## Goal of the exercise
Reproduce, word for word, everything in the data below from the line that contains "Show me the bounding box of the mouse" down to the line that contains "115;213;223;260", including both of those lines.

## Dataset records
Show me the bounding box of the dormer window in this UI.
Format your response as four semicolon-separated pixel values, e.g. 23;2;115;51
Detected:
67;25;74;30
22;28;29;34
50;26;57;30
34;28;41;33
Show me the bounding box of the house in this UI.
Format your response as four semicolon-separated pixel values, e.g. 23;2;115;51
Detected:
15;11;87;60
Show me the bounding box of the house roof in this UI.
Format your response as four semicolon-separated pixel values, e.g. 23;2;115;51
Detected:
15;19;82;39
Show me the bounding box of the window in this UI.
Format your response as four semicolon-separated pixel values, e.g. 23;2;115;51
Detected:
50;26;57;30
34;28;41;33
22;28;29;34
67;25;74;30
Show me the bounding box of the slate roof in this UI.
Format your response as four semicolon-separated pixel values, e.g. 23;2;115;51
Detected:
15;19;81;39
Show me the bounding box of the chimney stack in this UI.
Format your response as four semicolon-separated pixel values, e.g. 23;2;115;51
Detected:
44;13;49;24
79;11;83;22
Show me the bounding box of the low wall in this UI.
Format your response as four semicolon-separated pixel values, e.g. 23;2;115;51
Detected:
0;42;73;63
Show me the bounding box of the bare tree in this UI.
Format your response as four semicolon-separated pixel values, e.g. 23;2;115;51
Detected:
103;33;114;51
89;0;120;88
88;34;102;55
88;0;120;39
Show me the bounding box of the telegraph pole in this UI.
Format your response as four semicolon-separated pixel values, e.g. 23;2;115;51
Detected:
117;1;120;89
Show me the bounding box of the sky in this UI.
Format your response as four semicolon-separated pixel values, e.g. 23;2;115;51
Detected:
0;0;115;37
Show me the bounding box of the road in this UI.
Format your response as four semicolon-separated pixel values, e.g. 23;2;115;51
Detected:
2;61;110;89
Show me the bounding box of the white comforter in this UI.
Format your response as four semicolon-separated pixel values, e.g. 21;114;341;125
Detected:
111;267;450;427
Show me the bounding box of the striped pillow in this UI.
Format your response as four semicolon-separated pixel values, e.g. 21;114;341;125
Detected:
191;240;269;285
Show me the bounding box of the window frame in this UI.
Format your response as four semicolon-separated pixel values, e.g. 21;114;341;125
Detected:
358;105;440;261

--

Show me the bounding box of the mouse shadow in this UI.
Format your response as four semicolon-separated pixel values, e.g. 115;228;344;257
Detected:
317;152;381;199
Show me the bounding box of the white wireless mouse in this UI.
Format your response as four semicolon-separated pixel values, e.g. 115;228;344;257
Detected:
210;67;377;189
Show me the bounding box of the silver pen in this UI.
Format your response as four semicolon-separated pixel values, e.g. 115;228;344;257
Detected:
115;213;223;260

==

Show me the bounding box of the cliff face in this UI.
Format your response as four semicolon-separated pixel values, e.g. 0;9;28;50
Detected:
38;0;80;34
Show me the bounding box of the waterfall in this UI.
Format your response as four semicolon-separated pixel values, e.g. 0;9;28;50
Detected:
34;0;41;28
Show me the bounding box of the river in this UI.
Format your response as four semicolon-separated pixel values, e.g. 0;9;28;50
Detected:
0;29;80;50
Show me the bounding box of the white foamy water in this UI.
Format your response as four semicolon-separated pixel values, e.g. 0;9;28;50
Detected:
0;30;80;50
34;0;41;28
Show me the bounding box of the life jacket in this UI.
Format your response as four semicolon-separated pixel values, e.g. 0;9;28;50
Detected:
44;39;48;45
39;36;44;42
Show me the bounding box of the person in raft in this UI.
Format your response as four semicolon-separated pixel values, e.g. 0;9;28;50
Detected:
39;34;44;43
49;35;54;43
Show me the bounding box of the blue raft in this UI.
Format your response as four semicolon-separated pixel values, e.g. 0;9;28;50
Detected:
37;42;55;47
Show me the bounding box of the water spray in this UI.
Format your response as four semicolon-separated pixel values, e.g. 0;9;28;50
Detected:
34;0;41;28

## The response
Show me the bounding box of the mouse shadow in this UI.
Format your response as four semicolon-separated pixel values, e.g. 115;228;344;257
Detected:
317;152;381;199
Show me the bounding box of the white wireless mouse in this UI.
Format your response as four semicolon-separated pixel values, e.g. 115;228;344;257
Detected:
210;67;377;189
Show me the bounding box of the silver pen in this UI.
Format your response as four semicolon-separated pixel values, e.g. 115;228;344;257
Detected:
115;213;223;260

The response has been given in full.